■ Written tasks ■
a – List the landmarks that the navigation post says you took compass bearings of from the bridge wing.
b – Copy the passage of the navigation post starting at "In the big oceans" and ending at "ocean current charts.", substituting "deduced reckoning" for "dead reckoning".

─── Page excerpt

Stars could only be taken at twilight when you could see the star and a solid horizon. Usually none or very few clouds.
This window of twilight was about 20 minutes. 

Previously you selected stars in that location lat long from star charts for that covered all maritime locations
They would change over time as on passage Latitude as Longitude changed not dramatically as you have a hemisphere 
of stars.

I took 8 stars which is a bit of an overkill. Using the Lat Long star tables you got a guide azimuth(bearing) and angle above the horizon. You had a special a large scale plotting chart to plot the stars on. 

After a while you just recognised the stars you used.
Using the stars you got a fixed position which was very accurate. Most Chief officers would take 3 or 4.

This gave you a fixed position a bit like taking 8 bearing on the bridge wing compass of lighthouses churches monuments etc. Basically you only took 3 because you knew where you are from he chart. Using radar, decca Navigater, Loran, churchs lighthousess etc backed you in bad visibility. They generally worked well close to land.

In the big oceans you only had the sun and the stars. I did one trip Austailia to Canada 30 days without seeing land.
In bad weather you used dead reckoning to set the course to steer was based on wind speed and estimated force on the ship as well current direction and speed found in the ocean current charts.


The Sun sights are a running fix. You take a bearing of the Sun say 0900 and one at noon.
Noon being when the Sun is bearing due North or South of you. Noon is not 1200 per se
It is when the Sun is North or South of you. this gives you your Latitude.
To give a position you do a running fix. 
This means you take speed of the ship of a towed rotator (mini rotating propeller type thing behind the ship on a very long rope) and gives you the distant covered.
Or a projecting probe underneath the bottom of the hull. It works on a pressure basis.
Off the log you get the speed and off the morning fix a position line.
From the speed you get the distance travelled.
You then move the morning fixed line along the course using the distance travelled.
Then you plot it on plotting chart of latitude and longitude. 
This gives you the noon Position.
In the oceans it gives a good enough position and generally more available to get as the Sun 
Is usually more available than stars.
Stars are more accurate. 
The banter between the Chief Officer (Stargazer) and 2nd and 3rd Mates (Sun chasers)
was all in good fun.
Trust this helps.
Robert


----------



## Varley (Oct 1, 2006)

Capt. Robert. You are trying to teach Grandma to suck eggs. Although John would willingly see us all rely only on GPS he can navigate the proper way (and I guess may have only practiced that based on when he came ashore) and, no doubt, very well.

(sic transit gloria Mundi - translation: With a satellite constellation one can tell where one is on the gloria mundi more exactly than the charter requires).


----------



## R798780 (Oct 27, 2004)

CaptRobert said:


> In the oceans it gives a good enough position and generally more available to get as the Sun
> Is usually more available than stars.

──────
─── Provided information

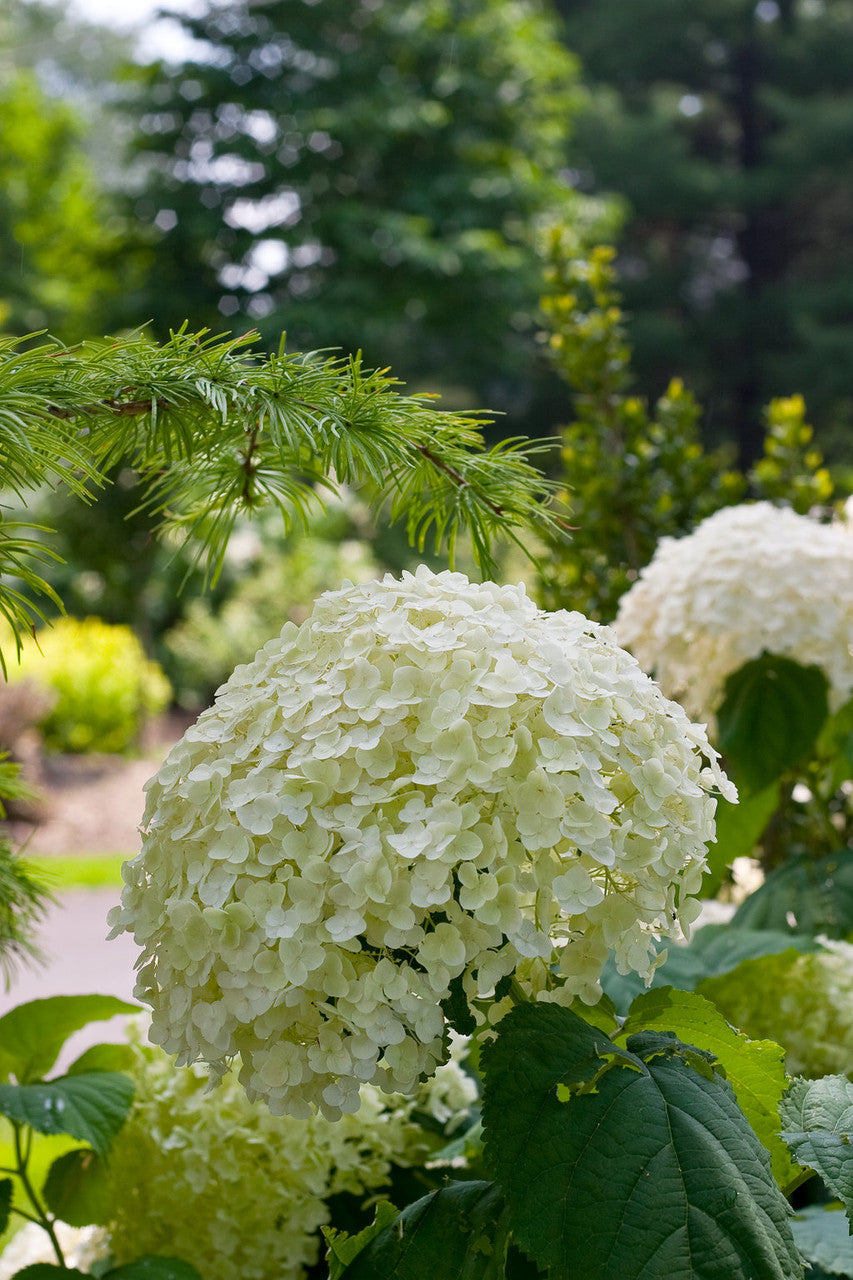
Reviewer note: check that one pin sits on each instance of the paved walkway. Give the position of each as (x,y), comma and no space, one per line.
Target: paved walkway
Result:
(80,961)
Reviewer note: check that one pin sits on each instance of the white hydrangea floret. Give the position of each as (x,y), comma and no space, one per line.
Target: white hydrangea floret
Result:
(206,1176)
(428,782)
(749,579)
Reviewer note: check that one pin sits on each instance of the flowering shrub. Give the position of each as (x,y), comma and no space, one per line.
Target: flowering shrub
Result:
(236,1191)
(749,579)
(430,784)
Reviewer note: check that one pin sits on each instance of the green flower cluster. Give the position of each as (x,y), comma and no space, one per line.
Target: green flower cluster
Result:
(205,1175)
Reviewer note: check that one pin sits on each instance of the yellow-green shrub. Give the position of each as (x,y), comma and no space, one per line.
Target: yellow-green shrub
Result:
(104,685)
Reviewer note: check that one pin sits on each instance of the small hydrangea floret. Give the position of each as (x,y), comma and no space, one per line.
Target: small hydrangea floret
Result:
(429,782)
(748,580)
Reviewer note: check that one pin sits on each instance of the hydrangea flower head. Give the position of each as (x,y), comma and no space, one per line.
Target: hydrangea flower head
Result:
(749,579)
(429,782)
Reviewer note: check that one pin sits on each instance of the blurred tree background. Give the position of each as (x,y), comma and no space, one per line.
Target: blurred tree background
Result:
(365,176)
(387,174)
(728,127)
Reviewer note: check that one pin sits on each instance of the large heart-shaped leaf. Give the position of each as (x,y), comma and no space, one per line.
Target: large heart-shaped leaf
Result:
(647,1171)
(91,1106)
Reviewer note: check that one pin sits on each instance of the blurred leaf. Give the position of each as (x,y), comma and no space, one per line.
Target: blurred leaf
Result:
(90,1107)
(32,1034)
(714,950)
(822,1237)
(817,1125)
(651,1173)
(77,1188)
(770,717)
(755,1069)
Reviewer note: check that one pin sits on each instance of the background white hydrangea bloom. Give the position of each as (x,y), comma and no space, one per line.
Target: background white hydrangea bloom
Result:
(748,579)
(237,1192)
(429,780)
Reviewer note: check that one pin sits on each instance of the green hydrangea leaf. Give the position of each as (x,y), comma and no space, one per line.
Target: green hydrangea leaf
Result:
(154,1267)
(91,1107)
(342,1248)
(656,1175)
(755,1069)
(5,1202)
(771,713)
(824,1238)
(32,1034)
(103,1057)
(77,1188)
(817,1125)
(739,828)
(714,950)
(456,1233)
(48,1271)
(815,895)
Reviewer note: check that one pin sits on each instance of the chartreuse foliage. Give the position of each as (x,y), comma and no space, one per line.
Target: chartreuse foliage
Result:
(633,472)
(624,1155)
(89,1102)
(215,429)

──────

■ Task responses ■
a – Lighthouses, churches, monuments

b –
In the big oceans you only had the sun and the stars. I did one trip Austailia to Canada 30 days without seeing land.
In bad weather you used deduced reckoning to set the course to steer was based on wind speed and estimated force on the ship as well current direction and speed found in the ocean current charts.